>> START

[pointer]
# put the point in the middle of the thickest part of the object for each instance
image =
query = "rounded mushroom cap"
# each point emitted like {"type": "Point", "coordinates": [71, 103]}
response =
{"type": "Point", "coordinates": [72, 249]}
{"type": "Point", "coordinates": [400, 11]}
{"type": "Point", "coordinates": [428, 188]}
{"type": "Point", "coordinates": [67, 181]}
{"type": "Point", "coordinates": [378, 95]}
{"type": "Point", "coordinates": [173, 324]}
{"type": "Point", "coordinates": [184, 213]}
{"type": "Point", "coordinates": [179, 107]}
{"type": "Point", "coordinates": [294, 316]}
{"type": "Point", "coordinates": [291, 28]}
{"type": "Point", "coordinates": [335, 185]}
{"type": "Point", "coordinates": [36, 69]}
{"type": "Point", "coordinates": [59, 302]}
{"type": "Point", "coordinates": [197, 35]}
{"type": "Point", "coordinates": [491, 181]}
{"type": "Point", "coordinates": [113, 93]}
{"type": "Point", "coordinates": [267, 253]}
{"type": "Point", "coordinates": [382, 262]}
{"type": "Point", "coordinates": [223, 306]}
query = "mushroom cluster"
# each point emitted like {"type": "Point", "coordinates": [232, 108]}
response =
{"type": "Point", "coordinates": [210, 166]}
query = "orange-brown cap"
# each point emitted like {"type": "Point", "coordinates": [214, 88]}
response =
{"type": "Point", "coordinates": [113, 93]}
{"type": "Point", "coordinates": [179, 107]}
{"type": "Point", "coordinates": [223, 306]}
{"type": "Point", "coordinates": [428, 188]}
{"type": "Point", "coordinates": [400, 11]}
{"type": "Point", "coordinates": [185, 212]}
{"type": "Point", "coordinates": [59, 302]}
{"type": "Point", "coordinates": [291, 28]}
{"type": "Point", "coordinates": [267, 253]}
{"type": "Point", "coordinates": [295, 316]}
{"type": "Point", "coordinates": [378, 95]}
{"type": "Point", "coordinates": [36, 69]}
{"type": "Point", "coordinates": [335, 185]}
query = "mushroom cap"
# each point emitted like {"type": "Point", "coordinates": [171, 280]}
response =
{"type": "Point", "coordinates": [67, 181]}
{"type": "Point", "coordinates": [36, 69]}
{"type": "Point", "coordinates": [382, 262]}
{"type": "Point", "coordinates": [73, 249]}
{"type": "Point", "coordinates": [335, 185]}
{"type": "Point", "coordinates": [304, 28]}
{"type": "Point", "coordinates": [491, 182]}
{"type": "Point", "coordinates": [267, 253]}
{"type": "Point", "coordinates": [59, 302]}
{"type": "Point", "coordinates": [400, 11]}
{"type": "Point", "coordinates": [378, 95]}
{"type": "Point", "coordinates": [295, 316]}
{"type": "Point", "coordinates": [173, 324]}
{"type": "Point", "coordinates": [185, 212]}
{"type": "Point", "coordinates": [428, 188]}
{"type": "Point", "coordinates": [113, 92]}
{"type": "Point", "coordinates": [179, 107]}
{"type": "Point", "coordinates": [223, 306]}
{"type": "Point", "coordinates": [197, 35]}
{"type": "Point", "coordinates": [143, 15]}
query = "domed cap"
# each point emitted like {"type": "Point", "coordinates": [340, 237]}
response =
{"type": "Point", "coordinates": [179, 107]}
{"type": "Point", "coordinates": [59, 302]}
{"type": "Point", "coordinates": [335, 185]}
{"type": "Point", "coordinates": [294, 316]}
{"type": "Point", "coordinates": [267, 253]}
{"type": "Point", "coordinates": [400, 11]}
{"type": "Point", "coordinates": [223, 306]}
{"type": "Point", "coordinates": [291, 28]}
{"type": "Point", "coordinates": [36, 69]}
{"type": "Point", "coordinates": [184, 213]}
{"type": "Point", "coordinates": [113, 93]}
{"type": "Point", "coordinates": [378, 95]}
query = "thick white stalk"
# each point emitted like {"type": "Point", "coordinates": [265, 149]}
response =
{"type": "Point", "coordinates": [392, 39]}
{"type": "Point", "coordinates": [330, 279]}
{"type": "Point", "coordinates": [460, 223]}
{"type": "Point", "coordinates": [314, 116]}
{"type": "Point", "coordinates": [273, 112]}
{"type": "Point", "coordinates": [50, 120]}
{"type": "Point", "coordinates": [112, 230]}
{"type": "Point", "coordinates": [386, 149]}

>> END

▶ _The task_
Copy out each line of the data above that contains the word "emitted".

▶ _Written solution_
# each point emitted like {"type": "Point", "coordinates": [71, 103]}
# each point emitted like {"type": "Point", "coordinates": [232, 108]}
# each point emitted like {"type": "Point", "coordinates": [214, 88]}
# each point emitted like {"type": "Point", "coordinates": [171, 280]}
# each point emitted like {"type": "Point", "coordinates": [340, 237]}
# each point emitted like {"type": "Point", "coordinates": [265, 149]}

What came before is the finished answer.